----- SEITENTEXT -----

Das lässt sich zuverlässig daran ablesen, dass schon zur Mitte der Laufzeit ein Gefühl der Befriedigung eintritt, so als habe man bereits ein ganzes Album hinter sich gebracht. Hetzend könnte man natürlich einwenden, dieser Eindruck rühre daher, dass jeder einzelne Song den Gestus eines dramatischen Finales an den Tag legt. Die Niederrheiner sind so etwas wie der Kerl mit dem Neonmarker, der wichtige Stellen in trockenen Textblöcken anstreicht und die Semantik der Schlüsselsätze damit zum Leuchten bringt; oder wie der alte Mann auf der Parkbank, der bedeutungsvoll auf ein tanzendes Blatt im Wind deutet.
Über einen vom Pathos dergestalt beherrschten Ansatz lässt sich trefflich streiten, das eigentliche Songmaterial räumt jedoch viele Zweifel aus dem Weg. Anders als das Gros ähnlich getakteter Gruppen geben sich PHYRIA nicht nur mit schlichten Bögen und einfach durchschaubaren Strukturen zufrieden, sondern schielen durchaus auf anspruchsvolleres Handwerk. Zwar lässt sich speziell die Auskopplung „mono:chromatic“ ob seines zugänglichen Äußeren relativ leicht der Single-Schublade zuordnen und erfüllt auch durchaus seinen Zweck als repräsentativer Album-Trailer, doch gibt er keinen Hinweis auf die vielen kleinen Wege, die sich jedes der elf Stücke auf dem Weg zum emotionalen Ausbruch bahnt.

----- BEREITGESTELLTE EINTRÄGE -----

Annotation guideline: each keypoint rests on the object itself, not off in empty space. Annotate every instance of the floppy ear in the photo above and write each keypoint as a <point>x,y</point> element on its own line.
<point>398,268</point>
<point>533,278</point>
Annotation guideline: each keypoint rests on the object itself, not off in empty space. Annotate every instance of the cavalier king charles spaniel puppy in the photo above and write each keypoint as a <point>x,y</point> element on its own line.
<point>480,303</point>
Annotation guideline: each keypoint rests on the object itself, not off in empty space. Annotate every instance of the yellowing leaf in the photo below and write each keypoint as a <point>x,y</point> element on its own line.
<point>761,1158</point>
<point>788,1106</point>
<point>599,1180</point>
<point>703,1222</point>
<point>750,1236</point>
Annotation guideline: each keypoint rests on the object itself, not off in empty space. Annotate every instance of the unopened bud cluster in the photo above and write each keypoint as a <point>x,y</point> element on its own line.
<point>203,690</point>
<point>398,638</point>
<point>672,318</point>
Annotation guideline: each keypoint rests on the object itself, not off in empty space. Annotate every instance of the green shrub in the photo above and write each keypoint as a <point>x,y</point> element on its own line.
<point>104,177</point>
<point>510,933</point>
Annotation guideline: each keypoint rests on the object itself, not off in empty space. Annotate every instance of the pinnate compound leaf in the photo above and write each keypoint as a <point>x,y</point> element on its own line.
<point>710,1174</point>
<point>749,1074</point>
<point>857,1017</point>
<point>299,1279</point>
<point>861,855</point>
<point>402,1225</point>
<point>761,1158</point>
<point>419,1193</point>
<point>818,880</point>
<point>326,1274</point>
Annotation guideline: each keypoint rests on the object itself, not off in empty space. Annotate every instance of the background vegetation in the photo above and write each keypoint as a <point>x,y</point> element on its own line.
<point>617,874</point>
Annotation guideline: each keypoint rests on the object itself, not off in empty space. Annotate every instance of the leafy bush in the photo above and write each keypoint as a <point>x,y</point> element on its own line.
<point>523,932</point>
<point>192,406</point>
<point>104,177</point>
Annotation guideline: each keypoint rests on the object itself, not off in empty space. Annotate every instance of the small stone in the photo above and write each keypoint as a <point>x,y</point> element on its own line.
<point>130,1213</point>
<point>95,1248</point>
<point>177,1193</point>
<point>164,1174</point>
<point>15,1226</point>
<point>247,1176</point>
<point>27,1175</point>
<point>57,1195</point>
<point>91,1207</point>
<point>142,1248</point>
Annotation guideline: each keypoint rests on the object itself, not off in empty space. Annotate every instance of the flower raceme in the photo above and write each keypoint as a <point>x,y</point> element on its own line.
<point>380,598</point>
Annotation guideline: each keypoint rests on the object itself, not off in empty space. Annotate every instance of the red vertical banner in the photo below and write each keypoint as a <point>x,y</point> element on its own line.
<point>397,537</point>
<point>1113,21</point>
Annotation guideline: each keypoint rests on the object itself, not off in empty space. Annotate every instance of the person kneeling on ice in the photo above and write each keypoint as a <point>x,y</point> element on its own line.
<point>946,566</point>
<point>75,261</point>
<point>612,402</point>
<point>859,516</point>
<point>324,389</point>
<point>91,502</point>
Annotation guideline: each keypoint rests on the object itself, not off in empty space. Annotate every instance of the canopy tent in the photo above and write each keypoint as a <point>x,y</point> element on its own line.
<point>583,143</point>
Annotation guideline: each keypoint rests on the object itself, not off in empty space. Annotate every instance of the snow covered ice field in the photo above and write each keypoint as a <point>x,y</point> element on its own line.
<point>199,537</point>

-----

_AUFGABEN_:
1. Kopiere aus der Albumbesprechung den Abschnitt von „Über einen vom“ bis „emotionalen Ausbruch bahnt.“ wortgetreu.
2. Beantworte bitte anhand der Albumbesprechung diese Fragen:
(a) Aus welcher Gegend stammt die Band?
(b) Wie heißt die Auskopplung, die als Album-Trailer dient?
(c) Wie viele Stücke hat das Album?
3. Führe die Albumbesprechung im selben Stil nach ihrem letzten Satz weiter.

_LÖSUNGEN NACH AUFGABEN_:
1.
Über einen vom Pathos dergestalt beherrschten Ansatz lässt sich trefflich streiten, das eigentliche Songmaterial räumt jedoch viele Zweifel aus dem Weg. Anders als das Gros ähnlich getakteter Gruppen geben sich PHYRIA nicht nur mit schlichten Bögen und einfach durchschaubaren Strukturen zufrieden, sondern schielen durchaus auf anspruchsvolleres Handwerk. Zwar lässt sich speziell die Auskopplung „mono:chromatic“ ob seines zugänglichen Äußeren relativ leicht der Single-Schublade zuordnen und erfüllt auch durchaus seinen Zweck als repräsentativer Album-Trailer, doch gibt er keinen Hinweis auf die vielen kleinen Wege, die sich jedes der elf Stücke auf dem Weg zum emotionalen Ausbruch bahnt.

2.
(a) Vom Niederrhein.
(b) „mono:chromatic“.
(c) Elf.

3.
Gerade sie sind es in ihrer Vielfalt, die dafür sorgen, dass einem die Stücke nicht nach zwei Durchläufen schon zu den Ohren heraushängen. Härte bedeutet im Albumkontext lediglich gesunden Druck und keinen Schwanzvergleich - speziell „We Left The Old World“ spielt vorbildlich mit verschiedenen Härtegraden in Punkto Rhythmik und Lautstärke. Vor allem aber bedeuten sanfte Passagen nicht gleich Leerlauf und / oder Kitsch. Dazu sind einerseits die Melodien zu prägnant, andererseits der Experimentierdrang zu groß, denn selbst auf dem meist weniger beachteten Level von Bass und Percussion werden durchgehend Spielereien eingeflochten, die das eher konventionelle Gerüst angenehm auflockern. Noch dazu ist Benjamin Hammans ein Sänger, dessen Stimme zu dem expressiven Stil seiner Band vorzüglich passt (in der Natur der Sache liegt es, dass der permanente Wechsel von der Bruststimme zu Falsett und zurück eine Sache des Geschmacks ist). Auf „This Is Goodbye“ geht er sogar in ein wohlklingendes Duett mit einer Gastsängerin.
FAZIT: Ironisch, dass erst der Abschlusstrack „The One I Know“ so klingt, als wolle man jetzt mal so richtig loslegen, denn „The Colors Among Us“ ist insgesamt ein Album voller Ausklänge und melancholischer Fade-Out-Melodien. Doch Obacht – langweilig ist das nicht. Die Arrangements weisen eine hohe Dynamik auf und bieten in der guten Stunde Laufzeit sogar beinahe schon etwas zu viel. Der dargebotene Alternative Rock erfindet seinesgleichen nicht neu und ist soundtechnisch so etwas wie ein Grundnahrungsmittel für sein Zielpublikum (mit reichlich Ballaststoffen), peppt bekannte Muster aber mit ausgefeilten Songstrukturen auf und setzt diese äußerst überzeugend um, ohne allzu starke Abnutzungserscheinungen auszulösen. Klarer Fall von: Nicht sooo viel erwartet und doch einiges bekommen.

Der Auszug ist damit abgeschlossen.